▶ ЧТО НУЖНО СДЕЛАТЬ: Выпишите из исходного текста без изменений фрагмент, который начинается словами, содержащими «Вечером 20 марта», и заканчивается словами «на его памятнике.».

▶ ИСХОДНЫЙ ТЕКСТ:

──────────

Вечером 20 марта 1727 года Ньютон потерял сознание и ночью с воскресенья на понедельник тихо скончался, так и не придя в себя. Его тело перевезли из Кенсингтона в Лондон. Гроб с прахом был установлен в одном из приделов Вестминстерского аббатства. Хоронили Ньютона в усыпальнице королей и с королевскими почестями, но не столько как величайшего ученого, сколько как «нового Моисея» и государственного деятеля, который «своей философией утверждал величие всемогущего Бога, а нравом — евангельскую простоту» — это слова из эпитафии, выбитой на его памятнике.

Судя по всему, и сам Ньютон, вполне отдававший себе отчет в собственной исторической миссии, выше всего ценил не свою небесную механику или оптику, но «систему мира», включающую в себя толкования пророческих текстов, согласованную с Библией историю, «символический язык пророков», «метод принципов» и уж затем Н а ч а л а и О п т и к у. Что до оценки своей роли ученого, то сам Ньютон, вопреки Лагранжу, сказавшему в связи с ньютоновской небесной механикой: «…систему мира можно установить только один раз», незадолго до смерти сделал Спенсу куда более глубокое и образное признание:

Не знаю, чем я могу казаться миру, но сам себе я кажусь только мальчиком, играющим на морском берегу, развлекающимся тем, что от поры до времени отыскиваю камешек более цветистый, чем обыкновенно, или красивую раковину, в то время как великий океан истины расстилается передо мной неисследованным.

Неведомый остров

Английскую душу можно уподобить не саду, где природа подчинена геометрии, и не первобытному лесу, а парку, где природа сохраняет свои права настолько, насколько это совместимо с удобствами для человека; она по существу является таким же компромиссом между естественным и искусственным, как английский парк.

──────────

Записи из набора данных:
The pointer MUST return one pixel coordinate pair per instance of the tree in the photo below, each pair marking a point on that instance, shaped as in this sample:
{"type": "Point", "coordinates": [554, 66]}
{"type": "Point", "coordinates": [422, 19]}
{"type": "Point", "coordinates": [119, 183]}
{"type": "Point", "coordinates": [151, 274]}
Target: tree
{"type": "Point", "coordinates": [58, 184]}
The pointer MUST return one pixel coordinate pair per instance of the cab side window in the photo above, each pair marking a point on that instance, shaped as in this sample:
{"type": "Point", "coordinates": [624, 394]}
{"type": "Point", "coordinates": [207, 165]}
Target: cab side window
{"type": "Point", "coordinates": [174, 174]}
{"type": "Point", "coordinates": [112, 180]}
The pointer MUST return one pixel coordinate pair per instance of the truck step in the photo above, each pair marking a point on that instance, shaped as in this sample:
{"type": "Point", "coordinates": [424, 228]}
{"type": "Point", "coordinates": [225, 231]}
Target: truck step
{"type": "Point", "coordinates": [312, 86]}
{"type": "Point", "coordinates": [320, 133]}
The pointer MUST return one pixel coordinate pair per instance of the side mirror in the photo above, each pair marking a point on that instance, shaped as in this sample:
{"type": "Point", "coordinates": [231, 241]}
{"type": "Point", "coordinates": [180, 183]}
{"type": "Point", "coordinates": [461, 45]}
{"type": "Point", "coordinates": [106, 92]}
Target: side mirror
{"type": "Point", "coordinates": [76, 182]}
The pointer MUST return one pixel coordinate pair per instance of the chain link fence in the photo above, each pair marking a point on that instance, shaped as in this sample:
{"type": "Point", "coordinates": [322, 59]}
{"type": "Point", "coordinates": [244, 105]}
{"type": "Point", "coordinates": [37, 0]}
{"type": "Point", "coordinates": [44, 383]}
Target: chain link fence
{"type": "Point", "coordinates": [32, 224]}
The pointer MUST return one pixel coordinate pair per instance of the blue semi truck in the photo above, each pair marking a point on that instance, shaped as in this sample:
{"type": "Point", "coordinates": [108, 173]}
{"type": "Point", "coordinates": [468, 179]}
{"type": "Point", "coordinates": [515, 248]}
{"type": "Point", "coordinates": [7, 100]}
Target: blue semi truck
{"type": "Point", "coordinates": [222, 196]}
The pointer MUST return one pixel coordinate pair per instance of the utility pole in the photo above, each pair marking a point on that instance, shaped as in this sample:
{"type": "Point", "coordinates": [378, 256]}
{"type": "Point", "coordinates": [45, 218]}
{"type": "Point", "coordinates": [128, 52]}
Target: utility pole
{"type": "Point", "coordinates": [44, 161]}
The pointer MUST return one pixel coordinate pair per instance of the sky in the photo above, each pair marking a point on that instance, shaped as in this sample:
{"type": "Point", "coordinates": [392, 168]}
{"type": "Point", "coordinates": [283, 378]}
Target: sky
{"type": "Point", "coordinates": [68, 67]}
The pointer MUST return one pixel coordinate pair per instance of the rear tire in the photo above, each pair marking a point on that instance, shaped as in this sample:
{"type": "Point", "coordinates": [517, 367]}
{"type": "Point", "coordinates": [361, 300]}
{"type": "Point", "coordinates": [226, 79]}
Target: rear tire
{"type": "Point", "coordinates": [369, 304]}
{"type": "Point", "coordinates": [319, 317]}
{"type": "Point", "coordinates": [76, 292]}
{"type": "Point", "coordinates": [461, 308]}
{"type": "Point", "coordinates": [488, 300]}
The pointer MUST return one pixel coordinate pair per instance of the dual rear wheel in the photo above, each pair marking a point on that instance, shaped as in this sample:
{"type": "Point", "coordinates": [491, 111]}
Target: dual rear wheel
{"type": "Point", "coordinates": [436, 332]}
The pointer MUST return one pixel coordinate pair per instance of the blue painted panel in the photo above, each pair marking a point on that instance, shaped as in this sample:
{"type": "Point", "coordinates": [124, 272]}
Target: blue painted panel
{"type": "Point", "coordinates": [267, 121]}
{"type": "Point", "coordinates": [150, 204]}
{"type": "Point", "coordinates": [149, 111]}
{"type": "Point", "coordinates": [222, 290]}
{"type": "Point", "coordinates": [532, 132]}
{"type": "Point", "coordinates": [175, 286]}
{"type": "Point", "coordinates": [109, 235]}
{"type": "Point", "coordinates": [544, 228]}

──────────

▶ ПОЛЕ ДЛЯ ОТВЕТА:
Вечером 20 марта 1727 года Ньютон потерял сознание и ночью с воскресенья на понедельник тихо скончался, так и не придя в себя. Его тело перевезли из Кенсингтона в Лондон. Гроб с прахом был установлен в одном из приделов Вестминстерского аббатства. Хоронили Ньютона в усыпальнице королей и с королевскими почестями, но не столько как величайшего ученого, сколько как «нового Моисея» и государственного деятеля, который «своей философией утверждал величие всемогущего Бога, а нравом — евангельскую простоту» — это слова из эпитафии, выбитой на его памятнике.